- **WORK REQUEST**
From the entries below, extract every line that includes the word "nostril".

(Stored data entries)
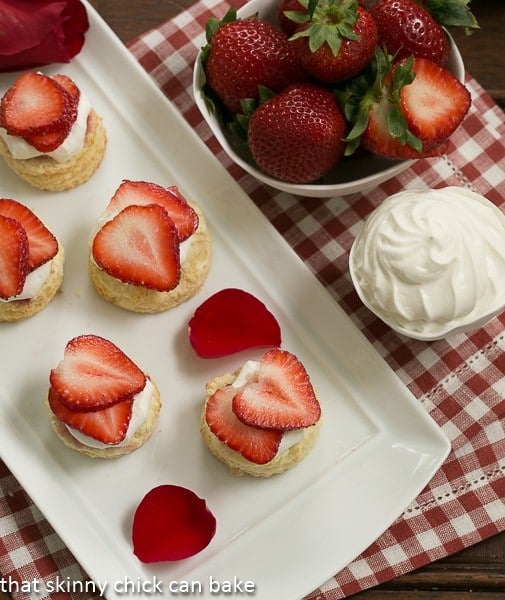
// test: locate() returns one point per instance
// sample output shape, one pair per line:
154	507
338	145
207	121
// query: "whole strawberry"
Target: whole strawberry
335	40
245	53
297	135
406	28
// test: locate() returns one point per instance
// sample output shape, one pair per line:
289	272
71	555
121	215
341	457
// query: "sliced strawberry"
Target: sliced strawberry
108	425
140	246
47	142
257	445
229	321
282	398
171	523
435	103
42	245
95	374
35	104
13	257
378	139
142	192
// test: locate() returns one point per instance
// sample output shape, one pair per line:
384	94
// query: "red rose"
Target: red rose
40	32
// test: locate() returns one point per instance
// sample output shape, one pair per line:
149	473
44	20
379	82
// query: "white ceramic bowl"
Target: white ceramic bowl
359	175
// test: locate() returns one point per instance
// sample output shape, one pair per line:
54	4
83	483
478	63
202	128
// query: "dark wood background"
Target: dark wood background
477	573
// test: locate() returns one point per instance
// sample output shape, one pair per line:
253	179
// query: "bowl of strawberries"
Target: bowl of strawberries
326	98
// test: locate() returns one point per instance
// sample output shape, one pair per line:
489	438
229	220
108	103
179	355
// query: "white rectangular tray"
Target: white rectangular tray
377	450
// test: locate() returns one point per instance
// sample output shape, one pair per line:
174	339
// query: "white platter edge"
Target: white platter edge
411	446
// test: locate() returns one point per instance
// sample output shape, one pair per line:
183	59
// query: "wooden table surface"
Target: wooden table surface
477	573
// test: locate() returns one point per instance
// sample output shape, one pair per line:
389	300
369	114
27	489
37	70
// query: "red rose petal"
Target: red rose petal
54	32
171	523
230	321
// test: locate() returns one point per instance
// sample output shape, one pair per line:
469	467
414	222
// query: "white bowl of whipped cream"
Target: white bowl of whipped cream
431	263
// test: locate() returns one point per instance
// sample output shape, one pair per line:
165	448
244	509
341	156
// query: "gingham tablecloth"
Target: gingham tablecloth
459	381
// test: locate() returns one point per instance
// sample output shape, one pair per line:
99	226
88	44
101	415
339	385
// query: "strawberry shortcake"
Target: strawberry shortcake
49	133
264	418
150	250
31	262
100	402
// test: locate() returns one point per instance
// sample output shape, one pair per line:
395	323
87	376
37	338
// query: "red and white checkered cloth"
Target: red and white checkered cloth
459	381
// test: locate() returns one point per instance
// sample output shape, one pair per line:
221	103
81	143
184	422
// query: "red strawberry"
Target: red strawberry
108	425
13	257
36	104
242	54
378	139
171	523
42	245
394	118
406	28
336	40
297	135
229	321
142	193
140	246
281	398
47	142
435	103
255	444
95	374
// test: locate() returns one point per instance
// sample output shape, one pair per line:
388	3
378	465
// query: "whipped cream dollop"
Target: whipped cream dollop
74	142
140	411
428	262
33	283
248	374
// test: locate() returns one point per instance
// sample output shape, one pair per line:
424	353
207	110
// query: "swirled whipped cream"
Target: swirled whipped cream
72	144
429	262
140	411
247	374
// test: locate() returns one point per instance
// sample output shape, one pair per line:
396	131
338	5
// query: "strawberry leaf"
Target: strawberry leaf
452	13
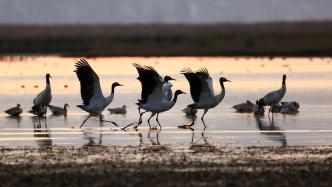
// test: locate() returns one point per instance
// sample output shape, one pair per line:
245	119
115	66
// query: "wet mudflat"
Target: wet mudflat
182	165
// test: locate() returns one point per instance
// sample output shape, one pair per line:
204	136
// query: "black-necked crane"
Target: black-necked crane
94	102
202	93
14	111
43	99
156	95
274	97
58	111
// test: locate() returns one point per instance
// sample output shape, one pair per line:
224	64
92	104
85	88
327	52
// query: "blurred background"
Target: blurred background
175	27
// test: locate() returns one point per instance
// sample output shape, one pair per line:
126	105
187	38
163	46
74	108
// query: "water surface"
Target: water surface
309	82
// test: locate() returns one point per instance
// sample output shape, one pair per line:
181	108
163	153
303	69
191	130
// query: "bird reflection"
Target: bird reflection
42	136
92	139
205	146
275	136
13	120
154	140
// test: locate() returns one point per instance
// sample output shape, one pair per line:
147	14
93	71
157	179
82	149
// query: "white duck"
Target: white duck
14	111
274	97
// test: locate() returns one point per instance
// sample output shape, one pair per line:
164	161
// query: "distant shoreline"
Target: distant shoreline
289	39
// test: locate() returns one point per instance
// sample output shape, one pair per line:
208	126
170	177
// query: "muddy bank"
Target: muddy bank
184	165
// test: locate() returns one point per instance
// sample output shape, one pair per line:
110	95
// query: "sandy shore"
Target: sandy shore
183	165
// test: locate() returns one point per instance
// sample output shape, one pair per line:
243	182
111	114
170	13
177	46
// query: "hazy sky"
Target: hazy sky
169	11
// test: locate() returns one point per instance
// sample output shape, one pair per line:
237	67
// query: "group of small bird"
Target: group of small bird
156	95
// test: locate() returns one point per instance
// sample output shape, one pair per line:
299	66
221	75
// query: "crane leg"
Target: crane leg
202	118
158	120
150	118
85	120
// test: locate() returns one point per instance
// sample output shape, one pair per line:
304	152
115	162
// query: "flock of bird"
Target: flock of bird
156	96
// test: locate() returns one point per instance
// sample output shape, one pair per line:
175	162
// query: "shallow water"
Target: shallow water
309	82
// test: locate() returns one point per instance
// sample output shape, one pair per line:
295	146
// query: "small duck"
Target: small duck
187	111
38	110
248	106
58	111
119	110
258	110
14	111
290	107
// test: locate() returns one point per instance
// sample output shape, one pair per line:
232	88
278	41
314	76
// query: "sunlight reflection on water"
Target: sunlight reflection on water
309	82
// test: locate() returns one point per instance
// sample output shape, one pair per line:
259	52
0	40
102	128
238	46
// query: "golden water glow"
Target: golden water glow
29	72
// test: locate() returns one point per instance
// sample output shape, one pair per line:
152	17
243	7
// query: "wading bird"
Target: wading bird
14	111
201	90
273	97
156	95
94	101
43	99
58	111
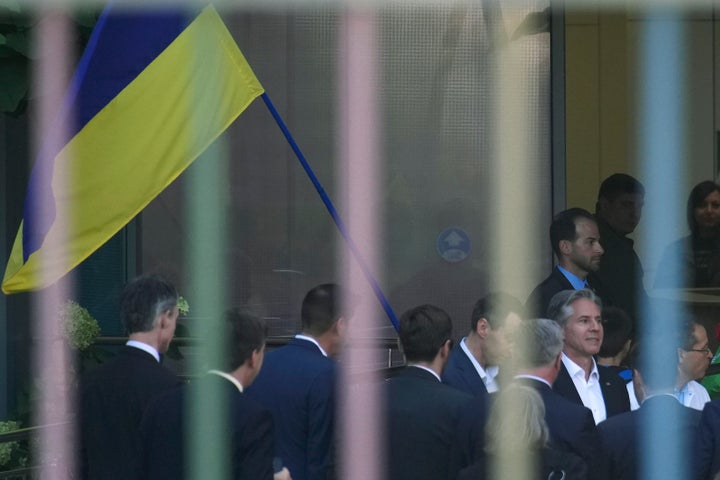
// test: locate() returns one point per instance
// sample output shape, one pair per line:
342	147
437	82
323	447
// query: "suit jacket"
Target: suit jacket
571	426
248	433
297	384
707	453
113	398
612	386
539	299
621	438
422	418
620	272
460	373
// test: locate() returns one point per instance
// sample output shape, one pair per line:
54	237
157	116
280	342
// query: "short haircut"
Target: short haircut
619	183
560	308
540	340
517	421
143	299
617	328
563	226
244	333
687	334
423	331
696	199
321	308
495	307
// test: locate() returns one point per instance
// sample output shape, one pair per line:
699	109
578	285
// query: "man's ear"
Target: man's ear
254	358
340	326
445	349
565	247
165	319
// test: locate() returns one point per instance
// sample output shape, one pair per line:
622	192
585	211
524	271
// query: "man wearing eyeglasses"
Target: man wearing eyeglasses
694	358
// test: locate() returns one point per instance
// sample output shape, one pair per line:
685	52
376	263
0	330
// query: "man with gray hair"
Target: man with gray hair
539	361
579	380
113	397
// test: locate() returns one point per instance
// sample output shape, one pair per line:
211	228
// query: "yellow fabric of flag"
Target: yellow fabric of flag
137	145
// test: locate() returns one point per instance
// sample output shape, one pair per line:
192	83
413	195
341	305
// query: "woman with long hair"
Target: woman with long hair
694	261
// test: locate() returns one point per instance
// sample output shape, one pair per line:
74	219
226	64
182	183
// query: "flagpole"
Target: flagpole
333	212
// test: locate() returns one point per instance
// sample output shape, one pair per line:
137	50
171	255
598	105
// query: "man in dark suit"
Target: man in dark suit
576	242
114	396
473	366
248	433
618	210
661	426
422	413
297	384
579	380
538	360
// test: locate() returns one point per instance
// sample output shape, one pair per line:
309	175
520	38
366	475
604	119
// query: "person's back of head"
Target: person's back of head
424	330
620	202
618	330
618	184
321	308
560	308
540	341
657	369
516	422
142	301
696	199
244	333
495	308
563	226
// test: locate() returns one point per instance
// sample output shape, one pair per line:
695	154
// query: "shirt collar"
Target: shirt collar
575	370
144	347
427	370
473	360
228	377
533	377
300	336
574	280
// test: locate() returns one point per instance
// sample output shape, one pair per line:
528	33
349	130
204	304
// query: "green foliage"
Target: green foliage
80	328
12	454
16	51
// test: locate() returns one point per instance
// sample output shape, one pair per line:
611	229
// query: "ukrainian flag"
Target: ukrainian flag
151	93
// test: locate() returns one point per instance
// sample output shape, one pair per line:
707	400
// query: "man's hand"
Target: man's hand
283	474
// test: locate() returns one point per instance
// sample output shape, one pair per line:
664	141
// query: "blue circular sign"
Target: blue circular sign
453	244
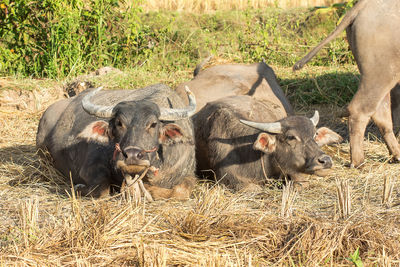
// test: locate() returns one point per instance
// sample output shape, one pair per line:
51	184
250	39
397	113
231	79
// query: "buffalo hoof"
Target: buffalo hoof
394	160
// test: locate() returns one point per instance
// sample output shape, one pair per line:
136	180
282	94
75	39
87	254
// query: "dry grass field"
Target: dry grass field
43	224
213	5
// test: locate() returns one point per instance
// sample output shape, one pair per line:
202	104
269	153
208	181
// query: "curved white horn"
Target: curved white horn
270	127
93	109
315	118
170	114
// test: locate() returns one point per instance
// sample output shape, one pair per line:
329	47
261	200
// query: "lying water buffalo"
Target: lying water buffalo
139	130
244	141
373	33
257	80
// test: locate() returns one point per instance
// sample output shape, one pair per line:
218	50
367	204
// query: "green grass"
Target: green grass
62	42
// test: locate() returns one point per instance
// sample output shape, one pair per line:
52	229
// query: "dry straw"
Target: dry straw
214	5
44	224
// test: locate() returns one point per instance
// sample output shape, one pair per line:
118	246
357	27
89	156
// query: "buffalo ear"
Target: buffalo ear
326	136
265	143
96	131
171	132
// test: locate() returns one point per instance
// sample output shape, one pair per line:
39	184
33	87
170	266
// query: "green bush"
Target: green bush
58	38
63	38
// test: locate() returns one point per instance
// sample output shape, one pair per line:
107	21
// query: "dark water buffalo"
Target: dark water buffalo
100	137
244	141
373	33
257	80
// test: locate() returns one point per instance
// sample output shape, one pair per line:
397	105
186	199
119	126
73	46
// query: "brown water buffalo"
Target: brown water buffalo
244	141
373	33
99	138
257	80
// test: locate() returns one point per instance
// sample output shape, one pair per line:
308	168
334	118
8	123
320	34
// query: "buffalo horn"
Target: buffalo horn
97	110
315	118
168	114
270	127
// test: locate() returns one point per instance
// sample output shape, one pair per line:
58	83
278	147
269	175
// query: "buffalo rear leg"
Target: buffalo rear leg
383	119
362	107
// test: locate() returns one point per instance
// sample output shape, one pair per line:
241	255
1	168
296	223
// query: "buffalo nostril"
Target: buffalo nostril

- **SOLUTION FOR THIS TASK**
// query: "buffalo nostril"
Target: buffalo nostril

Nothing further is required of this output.